__Data for the task__
-----
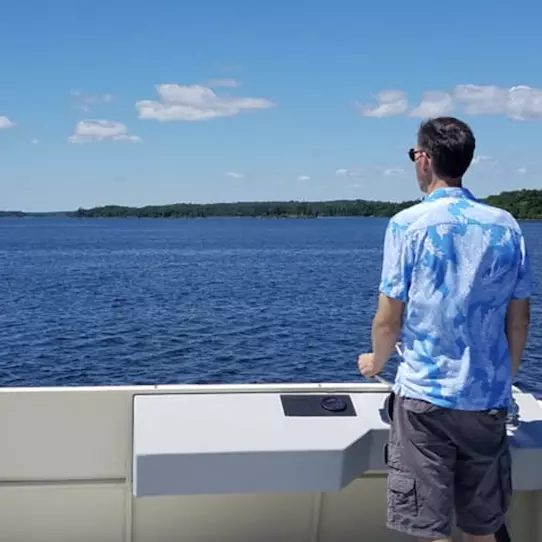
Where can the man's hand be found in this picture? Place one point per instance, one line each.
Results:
(368, 365)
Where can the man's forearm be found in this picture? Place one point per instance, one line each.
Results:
(517, 339)
(384, 337)
(517, 326)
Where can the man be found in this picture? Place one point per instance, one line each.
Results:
(455, 290)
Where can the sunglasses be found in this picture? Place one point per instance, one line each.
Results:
(413, 152)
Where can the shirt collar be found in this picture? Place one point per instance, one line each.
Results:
(450, 192)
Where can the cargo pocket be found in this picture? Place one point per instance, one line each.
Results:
(505, 475)
(402, 498)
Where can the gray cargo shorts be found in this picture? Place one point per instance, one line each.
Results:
(444, 461)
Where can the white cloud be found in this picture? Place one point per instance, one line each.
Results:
(85, 101)
(230, 83)
(517, 103)
(390, 102)
(434, 104)
(393, 171)
(87, 131)
(195, 103)
(6, 123)
(235, 175)
(480, 159)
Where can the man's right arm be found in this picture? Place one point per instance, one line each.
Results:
(517, 325)
(518, 312)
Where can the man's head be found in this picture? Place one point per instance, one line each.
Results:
(443, 153)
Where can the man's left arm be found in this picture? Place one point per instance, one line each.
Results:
(394, 285)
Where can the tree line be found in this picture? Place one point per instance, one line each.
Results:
(523, 204)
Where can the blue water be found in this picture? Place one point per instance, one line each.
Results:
(95, 302)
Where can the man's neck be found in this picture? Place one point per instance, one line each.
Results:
(444, 183)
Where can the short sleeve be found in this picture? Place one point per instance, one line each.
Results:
(524, 282)
(397, 263)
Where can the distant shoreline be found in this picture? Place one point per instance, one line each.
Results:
(523, 204)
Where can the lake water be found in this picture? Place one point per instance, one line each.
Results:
(102, 302)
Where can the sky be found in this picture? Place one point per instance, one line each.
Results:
(138, 102)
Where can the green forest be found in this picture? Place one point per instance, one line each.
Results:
(523, 204)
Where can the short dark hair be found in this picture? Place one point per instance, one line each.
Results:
(450, 143)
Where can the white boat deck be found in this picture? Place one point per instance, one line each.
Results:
(214, 463)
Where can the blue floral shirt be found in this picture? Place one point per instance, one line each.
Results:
(456, 263)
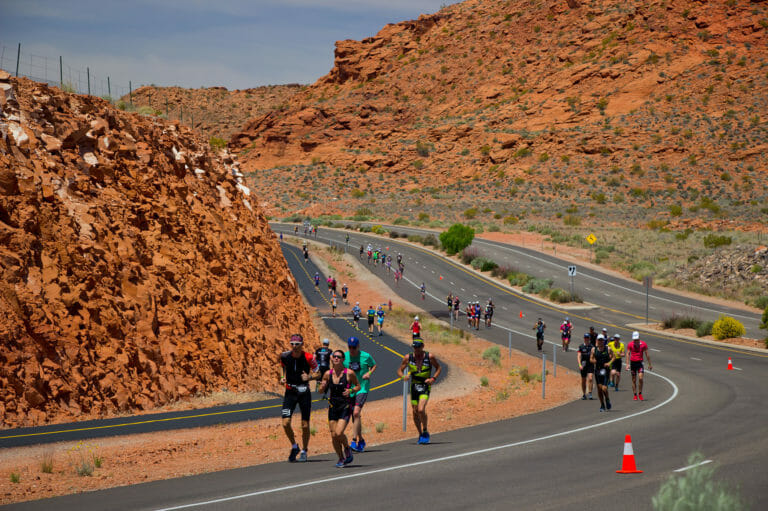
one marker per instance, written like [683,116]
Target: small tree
[727,328]
[457,238]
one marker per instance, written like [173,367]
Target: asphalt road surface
[563,458]
[386,350]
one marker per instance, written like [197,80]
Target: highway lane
[386,350]
[593,285]
[555,459]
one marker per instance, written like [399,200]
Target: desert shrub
[217,143]
[518,279]
[468,255]
[714,240]
[727,328]
[430,240]
[493,355]
[704,329]
[536,286]
[696,490]
[457,238]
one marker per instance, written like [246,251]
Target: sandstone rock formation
[136,267]
[612,109]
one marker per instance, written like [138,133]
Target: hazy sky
[191,43]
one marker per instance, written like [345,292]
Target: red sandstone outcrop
[136,267]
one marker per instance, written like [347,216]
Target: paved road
[386,351]
[558,459]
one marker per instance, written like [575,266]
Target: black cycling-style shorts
[340,410]
[292,398]
[586,369]
[602,376]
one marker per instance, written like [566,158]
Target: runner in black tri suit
[323,358]
[297,368]
[340,382]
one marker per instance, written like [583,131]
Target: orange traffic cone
[628,460]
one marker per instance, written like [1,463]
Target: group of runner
[600,359]
[344,377]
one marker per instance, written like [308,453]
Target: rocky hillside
[136,268]
[213,111]
[599,111]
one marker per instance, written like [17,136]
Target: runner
[420,364]
[636,350]
[323,358]
[586,368]
[380,319]
[488,313]
[416,328]
[342,384]
[363,365]
[356,313]
[602,359]
[565,333]
[539,327]
[617,348]
[371,317]
[297,367]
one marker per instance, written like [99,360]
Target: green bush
[217,143]
[727,328]
[457,238]
[493,355]
[696,490]
[536,286]
[704,329]
[714,240]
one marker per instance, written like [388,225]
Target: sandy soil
[457,401]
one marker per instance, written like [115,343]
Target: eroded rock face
[135,271]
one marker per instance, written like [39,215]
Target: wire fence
[56,72]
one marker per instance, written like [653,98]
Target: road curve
[558,459]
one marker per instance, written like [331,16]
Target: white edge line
[430,461]
[692,466]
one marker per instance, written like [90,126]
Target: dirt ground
[476,391]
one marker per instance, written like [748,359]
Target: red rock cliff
[136,269]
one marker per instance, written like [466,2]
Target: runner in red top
[637,350]
[416,328]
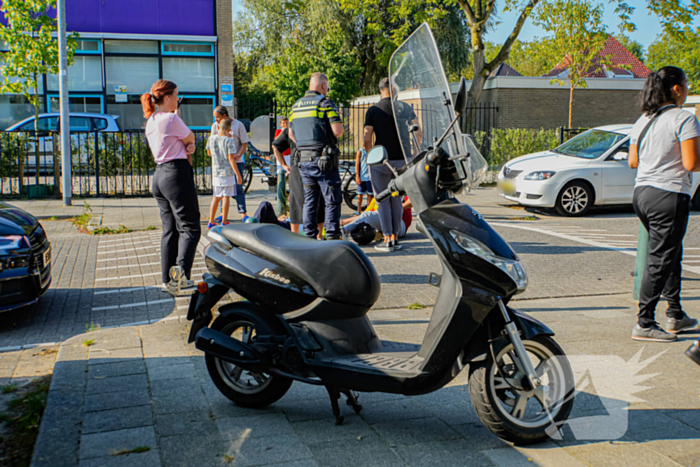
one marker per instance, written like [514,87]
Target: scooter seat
[338,271]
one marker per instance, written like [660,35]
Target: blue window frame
[78,96]
[192,49]
[91,51]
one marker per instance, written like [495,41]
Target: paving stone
[143,459]
[192,449]
[117,400]
[117,419]
[131,367]
[367,452]
[422,430]
[105,444]
[267,450]
[116,384]
[183,423]
[178,372]
[258,426]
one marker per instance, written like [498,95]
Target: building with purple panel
[126,45]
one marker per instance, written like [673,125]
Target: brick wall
[549,108]
[224,32]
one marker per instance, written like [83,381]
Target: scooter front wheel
[245,388]
[509,407]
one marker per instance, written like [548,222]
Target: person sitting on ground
[364,185]
[372,218]
[222,151]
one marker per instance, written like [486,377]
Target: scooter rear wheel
[245,388]
[516,414]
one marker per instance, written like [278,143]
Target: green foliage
[515,142]
[578,35]
[679,50]
[32,50]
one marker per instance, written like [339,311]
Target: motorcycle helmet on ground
[363,234]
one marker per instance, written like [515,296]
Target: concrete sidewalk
[144,387]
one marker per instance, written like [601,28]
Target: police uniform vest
[309,124]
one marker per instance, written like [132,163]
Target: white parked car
[589,169]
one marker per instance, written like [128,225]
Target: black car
[25,258]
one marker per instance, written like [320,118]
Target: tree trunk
[571,103]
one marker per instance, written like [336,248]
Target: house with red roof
[613,61]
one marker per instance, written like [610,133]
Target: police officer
[315,127]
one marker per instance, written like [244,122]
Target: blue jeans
[317,183]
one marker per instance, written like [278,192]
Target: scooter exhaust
[226,348]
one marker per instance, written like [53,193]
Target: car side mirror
[621,156]
[461,98]
[377,155]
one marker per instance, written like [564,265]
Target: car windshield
[590,145]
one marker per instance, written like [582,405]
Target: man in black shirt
[379,121]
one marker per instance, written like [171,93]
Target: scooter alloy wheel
[245,388]
[507,405]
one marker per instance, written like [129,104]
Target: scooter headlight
[511,267]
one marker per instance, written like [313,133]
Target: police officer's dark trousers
[176,194]
[665,216]
[318,183]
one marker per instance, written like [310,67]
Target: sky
[648,26]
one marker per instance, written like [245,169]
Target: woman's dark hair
[159,90]
[221,110]
[658,88]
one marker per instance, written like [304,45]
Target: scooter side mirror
[461,98]
[377,155]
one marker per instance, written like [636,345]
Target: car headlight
[9,256]
[513,268]
[542,175]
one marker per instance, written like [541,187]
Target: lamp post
[63,96]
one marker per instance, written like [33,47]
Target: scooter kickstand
[334,394]
[352,400]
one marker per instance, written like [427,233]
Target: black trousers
[176,194]
[665,216]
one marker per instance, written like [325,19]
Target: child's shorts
[365,188]
[226,190]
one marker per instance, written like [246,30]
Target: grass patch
[136,450]
[23,419]
[110,231]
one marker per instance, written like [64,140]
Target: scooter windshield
[422,104]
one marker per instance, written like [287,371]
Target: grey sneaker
[686,323]
[653,333]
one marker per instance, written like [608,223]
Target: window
[197,111]
[130,113]
[136,73]
[79,124]
[188,48]
[190,74]
[89,46]
[15,108]
[84,75]
[131,47]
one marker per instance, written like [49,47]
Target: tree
[32,51]
[578,35]
[635,48]
[678,50]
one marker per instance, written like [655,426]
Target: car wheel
[575,199]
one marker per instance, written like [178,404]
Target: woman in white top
[665,149]
[240,140]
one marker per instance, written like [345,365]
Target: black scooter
[305,315]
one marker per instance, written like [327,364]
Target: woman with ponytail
[172,143]
[665,149]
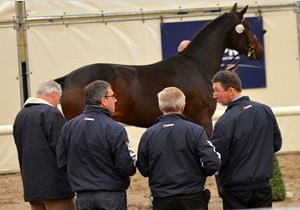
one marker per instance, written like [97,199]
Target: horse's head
[241,37]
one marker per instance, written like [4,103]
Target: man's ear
[102,101]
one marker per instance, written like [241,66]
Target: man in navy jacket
[247,136]
[177,156]
[36,131]
[95,149]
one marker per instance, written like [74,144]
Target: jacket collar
[95,108]
[237,101]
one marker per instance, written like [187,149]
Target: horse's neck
[207,48]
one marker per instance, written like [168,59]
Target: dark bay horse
[190,70]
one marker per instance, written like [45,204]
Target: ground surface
[11,193]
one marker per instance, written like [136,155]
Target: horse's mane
[223,20]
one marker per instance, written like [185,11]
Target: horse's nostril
[264,31]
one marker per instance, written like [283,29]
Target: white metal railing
[278,111]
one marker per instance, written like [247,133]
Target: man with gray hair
[36,131]
[96,151]
[176,156]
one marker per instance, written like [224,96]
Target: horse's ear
[241,13]
[234,7]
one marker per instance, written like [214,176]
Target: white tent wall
[10,96]
[55,50]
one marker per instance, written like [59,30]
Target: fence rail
[278,111]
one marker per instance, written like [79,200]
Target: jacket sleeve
[143,157]
[209,157]
[123,154]
[221,139]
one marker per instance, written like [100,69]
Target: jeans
[101,200]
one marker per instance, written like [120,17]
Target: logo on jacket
[168,125]
[88,119]
[247,107]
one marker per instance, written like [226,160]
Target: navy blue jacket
[95,150]
[36,132]
[176,156]
[247,136]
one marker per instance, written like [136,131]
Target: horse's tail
[61,81]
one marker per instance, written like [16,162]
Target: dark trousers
[194,203]
[244,199]
[101,200]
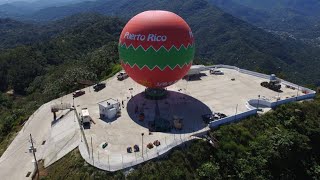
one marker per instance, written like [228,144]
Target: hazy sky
[8,1]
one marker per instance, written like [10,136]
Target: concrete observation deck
[187,100]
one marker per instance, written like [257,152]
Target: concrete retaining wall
[231,119]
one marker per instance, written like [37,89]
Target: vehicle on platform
[207,118]
[216,71]
[99,86]
[122,75]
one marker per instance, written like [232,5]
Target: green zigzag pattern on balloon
[160,58]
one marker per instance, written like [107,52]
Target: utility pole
[34,155]
[142,144]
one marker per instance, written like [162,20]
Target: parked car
[78,93]
[216,71]
[212,117]
[209,117]
[99,86]
[122,75]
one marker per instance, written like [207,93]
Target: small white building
[109,108]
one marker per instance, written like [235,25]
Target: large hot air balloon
[156,48]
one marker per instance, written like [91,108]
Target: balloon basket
[155,93]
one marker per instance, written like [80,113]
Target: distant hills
[220,37]
[23,10]
[295,18]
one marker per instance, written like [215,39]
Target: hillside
[220,37]
[21,9]
[295,18]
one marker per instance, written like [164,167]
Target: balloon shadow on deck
[178,113]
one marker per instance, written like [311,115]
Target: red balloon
[156,48]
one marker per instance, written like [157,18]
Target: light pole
[297,93]
[235,117]
[258,102]
[142,134]
[33,150]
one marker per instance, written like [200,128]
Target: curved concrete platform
[211,92]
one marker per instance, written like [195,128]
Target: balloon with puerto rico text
[156,48]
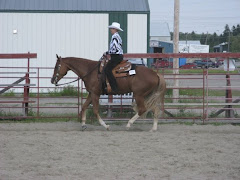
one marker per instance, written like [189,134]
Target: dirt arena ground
[62,151]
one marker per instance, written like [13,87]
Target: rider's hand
[105,53]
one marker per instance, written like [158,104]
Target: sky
[197,15]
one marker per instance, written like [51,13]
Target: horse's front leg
[141,110]
[83,112]
[95,102]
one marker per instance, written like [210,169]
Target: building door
[158,50]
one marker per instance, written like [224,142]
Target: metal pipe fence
[204,94]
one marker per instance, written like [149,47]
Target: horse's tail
[155,100]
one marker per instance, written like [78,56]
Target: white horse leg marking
[155,123]
[131,121]
[102,122]
[84,118]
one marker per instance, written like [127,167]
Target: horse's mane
[88,61]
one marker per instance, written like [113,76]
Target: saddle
[124,69]
[121,70]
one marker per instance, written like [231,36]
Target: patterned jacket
[116,44]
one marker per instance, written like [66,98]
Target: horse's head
[60,71]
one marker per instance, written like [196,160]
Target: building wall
[83,35]
[137,33]
[161,38]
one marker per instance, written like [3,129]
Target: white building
[160,32]
[76,28]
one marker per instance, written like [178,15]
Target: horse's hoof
-----
__Exercise requirements__
Only the lines of the listing above from the one with "one marker per instance, written like [345,365]" through the one with "one marker per instance, written like [224,96]" should be output, exactly, with both ends kept and pictures left out.

__Answer section__
one marker per instance, written like [345,365]
Target: black scooter
[305,315]
one marker per instance, written like [327,364]
Target: woman with ponytail
[172,143]
[665,149]
one marker per instance, written like [97,199]
Target: horse's head
[241,37]
one marker per instance, written like [4,103]
Target: man's ear
[102,101]
one marker per instance, written like [241,66]
Target: man in navy jacket
[247,136]
[177,156]
[36,131]
[95,149]
one marker per instance, written like [74,144]
Target: jacket collar
[95,108]
[237,101]
one marker per instance, written like [187,149]
Target: horse's neck
[207,48]
one marker per instance, written like [168,59]
Target: dark bay horse
[190,70]
one marker per instance, written like [45,204]
Target: ground surface
[11,193]
one marker per instance, written like [136,155]
Target: horse's mane
[223,20]
one marker per instance, written like [185,11]
Target: horse's nostril
[264,31]
one marker per instance, written like [283,29]
Target: white metal railing
[278,111]
one marker per instance, written like [247,133]
Target: man with gray hair
[36,131]
[96,151]
[176,156]
one marker per instance, written like [224,96]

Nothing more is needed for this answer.